### Task brief
Nothing but the pictures is dropped; write out all the remaining data below exactly.

The input: Begin

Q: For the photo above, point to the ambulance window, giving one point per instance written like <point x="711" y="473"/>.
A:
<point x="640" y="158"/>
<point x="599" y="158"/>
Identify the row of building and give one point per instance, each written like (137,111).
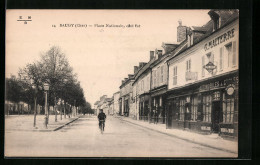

The input: End

### Your response
Q: For the photo above, point to the ambulance window, giving one point per instance written like <point x="711" y="473"/>.
A:
<point x="640" y="158"/>
<point x="599" y="158"/>
Identify the row of building and give one point per instance, each written like (137,111).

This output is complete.